Set exercise: Show every line below that contains the word "white", matching case exactly.

(Rows of box annotation data)
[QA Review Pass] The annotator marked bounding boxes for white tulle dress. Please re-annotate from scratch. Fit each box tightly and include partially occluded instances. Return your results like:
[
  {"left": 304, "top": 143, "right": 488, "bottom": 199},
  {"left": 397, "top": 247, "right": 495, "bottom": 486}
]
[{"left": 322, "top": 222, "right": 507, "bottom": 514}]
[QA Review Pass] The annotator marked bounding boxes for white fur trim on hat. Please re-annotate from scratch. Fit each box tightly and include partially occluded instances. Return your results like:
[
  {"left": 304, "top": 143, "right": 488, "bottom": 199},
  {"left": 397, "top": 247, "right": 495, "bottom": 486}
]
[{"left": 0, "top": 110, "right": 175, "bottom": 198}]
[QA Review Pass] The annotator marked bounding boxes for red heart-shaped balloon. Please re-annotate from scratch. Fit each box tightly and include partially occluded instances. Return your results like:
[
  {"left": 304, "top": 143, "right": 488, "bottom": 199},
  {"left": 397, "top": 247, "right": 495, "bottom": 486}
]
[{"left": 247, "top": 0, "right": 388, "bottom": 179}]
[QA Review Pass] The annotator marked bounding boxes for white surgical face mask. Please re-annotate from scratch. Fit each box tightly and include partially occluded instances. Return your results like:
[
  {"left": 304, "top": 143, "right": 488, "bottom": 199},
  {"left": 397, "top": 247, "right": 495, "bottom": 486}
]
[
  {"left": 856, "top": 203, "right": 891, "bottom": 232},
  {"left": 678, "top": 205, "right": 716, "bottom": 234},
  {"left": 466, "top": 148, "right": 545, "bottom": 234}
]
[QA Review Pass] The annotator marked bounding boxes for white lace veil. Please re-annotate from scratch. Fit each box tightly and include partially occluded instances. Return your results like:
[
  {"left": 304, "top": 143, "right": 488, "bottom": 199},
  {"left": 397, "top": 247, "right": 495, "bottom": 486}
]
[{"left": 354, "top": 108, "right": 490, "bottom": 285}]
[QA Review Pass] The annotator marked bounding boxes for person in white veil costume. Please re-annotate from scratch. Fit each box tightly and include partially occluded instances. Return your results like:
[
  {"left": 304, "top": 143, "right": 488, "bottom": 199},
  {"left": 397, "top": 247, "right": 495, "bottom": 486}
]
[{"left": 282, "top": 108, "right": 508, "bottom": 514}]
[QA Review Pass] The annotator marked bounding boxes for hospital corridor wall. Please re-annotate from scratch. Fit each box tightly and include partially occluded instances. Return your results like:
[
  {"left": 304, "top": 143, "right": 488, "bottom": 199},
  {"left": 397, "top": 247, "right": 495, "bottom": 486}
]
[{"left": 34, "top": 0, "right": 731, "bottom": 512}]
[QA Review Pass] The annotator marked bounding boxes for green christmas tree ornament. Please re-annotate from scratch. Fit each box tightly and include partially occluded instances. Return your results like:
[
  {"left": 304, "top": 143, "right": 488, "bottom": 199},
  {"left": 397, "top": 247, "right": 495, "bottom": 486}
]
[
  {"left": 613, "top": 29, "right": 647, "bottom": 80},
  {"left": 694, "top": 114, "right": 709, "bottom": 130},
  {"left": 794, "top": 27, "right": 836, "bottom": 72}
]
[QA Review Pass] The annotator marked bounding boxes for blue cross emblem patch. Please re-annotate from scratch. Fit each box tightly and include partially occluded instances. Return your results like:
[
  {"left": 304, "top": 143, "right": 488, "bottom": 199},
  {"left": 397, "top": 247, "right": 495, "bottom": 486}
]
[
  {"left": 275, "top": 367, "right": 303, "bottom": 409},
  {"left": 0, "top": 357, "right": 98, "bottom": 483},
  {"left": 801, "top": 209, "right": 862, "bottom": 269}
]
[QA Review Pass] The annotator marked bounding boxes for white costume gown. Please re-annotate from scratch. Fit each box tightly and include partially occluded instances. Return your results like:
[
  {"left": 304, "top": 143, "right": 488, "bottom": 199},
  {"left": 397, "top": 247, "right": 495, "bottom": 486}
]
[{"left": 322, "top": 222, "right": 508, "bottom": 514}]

Solution:
[QA Review Pass] The annotator marked bounding boxes for white tulle dress. Please re-annotate from scratch. Fit each box tightly and include partially occluded instances. Return your results like:
[QA Review Pass] The annotator marked bounding boxes for white fur trim on hat. Please re-annotate from scratch. Fit each box tightly and include partially occluded instances. Return your results like:
[QA Review Pass] The annotator marked bounding boxes for white surgical face mask. Please re-annotate from scratch. Fit each box tightly and include partially occluded instances. Return your results like:
[QA Review Pass] The annotator marked bounding boxes for white lace veil. Please re-annotate from scratch. Fit each box tightly and include partially occluded instances. Return your results like:
[QA Review Pass] The annotator marked bounding boxes for person in white veil costume. Please re-annotate from scratch. Fit each box tightly and include partially occluded instances. Return your results like:
[QA Review Pass] The annotator marked bounding boxes for white costume gown. Please re-annotate from scratch. Fit each box tightly and include partially occluded instances. Return your results like:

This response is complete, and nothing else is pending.